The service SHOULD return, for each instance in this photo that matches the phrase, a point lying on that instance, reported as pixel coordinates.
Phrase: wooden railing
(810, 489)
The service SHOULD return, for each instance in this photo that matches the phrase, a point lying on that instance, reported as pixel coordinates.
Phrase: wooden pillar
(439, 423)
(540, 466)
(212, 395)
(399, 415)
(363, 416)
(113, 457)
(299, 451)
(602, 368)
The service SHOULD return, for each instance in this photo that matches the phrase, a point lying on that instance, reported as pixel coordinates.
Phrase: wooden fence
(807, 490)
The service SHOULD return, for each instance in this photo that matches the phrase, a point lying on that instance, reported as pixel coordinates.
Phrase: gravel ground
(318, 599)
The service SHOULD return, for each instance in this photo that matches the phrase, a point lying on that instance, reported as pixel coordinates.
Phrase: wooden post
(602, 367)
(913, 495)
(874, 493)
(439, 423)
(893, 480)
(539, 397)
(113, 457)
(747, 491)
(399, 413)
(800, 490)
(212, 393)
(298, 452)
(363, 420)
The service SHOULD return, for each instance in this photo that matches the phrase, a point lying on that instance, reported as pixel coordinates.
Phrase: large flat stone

---

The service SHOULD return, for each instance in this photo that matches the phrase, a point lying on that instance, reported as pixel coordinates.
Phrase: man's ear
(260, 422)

==

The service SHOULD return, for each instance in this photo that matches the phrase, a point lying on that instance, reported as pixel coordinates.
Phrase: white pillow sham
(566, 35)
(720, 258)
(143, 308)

- PROBLEM DETAILS
Copy out each line in the entries above that contains the string "wooden". Treat the match as case-sensitive.

- RESULT BELOW
Phrase: wooden railing
Phrase: wooden pillar
Phrase: wooden fence
Phrase: wooden post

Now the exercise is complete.